** Start **

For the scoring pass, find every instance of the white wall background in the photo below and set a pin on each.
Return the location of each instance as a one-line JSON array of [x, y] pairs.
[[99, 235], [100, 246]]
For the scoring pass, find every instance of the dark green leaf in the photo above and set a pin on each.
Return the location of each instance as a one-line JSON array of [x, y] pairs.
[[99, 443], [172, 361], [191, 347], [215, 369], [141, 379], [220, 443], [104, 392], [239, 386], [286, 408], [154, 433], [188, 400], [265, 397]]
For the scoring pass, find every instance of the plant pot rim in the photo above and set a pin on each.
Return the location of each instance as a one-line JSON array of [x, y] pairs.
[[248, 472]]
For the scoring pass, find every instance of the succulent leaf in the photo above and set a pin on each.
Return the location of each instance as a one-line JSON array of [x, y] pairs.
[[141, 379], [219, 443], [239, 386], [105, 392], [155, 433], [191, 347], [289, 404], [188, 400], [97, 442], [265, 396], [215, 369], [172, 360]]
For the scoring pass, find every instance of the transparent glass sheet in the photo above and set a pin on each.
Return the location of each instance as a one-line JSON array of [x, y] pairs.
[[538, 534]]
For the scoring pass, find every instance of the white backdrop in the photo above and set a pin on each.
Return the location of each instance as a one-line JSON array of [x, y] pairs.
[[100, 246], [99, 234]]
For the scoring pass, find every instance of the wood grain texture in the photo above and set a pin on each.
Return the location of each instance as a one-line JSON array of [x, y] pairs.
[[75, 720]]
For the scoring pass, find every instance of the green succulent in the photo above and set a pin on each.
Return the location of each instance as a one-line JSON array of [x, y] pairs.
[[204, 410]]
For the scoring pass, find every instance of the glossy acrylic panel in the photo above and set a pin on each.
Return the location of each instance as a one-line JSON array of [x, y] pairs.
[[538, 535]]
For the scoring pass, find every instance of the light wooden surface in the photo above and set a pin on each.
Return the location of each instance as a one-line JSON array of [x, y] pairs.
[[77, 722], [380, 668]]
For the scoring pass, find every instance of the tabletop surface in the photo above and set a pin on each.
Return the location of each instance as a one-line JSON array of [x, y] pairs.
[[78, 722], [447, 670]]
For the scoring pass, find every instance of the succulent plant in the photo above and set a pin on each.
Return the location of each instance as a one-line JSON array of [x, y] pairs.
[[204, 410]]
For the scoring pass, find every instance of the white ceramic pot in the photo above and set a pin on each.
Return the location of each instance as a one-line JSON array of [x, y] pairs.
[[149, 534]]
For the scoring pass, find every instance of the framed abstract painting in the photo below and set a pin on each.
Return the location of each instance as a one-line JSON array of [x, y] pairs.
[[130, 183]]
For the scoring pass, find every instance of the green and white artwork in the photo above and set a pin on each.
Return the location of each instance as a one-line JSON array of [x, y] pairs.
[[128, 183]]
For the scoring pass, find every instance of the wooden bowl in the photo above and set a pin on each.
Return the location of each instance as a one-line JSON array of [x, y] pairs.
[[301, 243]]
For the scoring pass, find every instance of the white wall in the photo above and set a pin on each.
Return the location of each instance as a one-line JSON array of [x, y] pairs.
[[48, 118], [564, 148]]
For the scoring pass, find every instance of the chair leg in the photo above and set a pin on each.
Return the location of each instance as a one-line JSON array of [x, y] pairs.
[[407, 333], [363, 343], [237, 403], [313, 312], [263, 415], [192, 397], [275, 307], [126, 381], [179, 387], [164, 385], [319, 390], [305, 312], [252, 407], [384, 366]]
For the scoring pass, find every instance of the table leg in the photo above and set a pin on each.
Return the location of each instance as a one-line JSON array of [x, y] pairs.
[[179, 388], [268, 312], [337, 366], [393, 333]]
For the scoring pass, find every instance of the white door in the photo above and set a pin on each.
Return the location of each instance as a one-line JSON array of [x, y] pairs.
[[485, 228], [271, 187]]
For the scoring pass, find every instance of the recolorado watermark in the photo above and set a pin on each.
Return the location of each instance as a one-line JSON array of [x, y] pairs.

** End **

Copy the lines above verbatim, beginning at the line that contains "For the scoring pass, find every instance of the table leg" and ending after the line that contains "[[179, 388], [268, 312], [337, 366], [393, 333]]".

The result:
For the scoring pass, find every instance of the table leg in the photo above and set a pin on each.
Return the location of each instance as a one-line JSON array of [x, y] pairs.
[[179, 388], [268, 312], [337, 366], [393, 333]]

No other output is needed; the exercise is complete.